Text to read

Angie Ned

Current position
- Title: Head coach
- Team: Cal State Northridge
- Conference: Big West
- Record: 14–45 (.237)

Biographical details
- Born: February 1, 1985 (age 41)
- Alma mater: University of California, Irvine Concordia University Irvine

Coaching career (HC unless noted)
- 2010–2013: Perris High School
- 2013–2014: California Baptist (asst.)
- 2014–2022: California Baptist (asst.)
- 2022–2024: California Baptist (assoc. HC)
- 2024–present: Cal State Northridge

Administrative career (AD unless noted)
- 2014–2015: UC Irvine (Director of Women's Basketball Operations)

Head coaching record
- Overall: 14–45 (.237)

= Angie Ned =

American basketball coach and former player

Angelica Ned (born February 1, 1985) is an American basketball coach and former player, who is the current head coach of the Cal State Northridge Matadors women's basketball team.

Job
Decide whether each statement agrees with the Angie Ned profile, answering yes or no and quoting the words of the profile that settle it: (a) Ned was associate head coach at California Baptist from 2022 to 2024. (b) Ned's current team plays in the Mountain West conference. (c) Ned was Director of Women's Basketball Operations at UC Irvine. The listing that follows comes from a different source than the text above.

Information provided
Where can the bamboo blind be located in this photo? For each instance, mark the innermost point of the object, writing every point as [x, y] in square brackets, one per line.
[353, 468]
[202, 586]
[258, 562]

Answer to the exercise
(a) Yes: "2022–2024: California Baptist (assoc. HC)"
(b) No: "Conference: Big West"
(c) Yes: "2014–2015: UC Irvine (Director of Women's Basketball Operations)"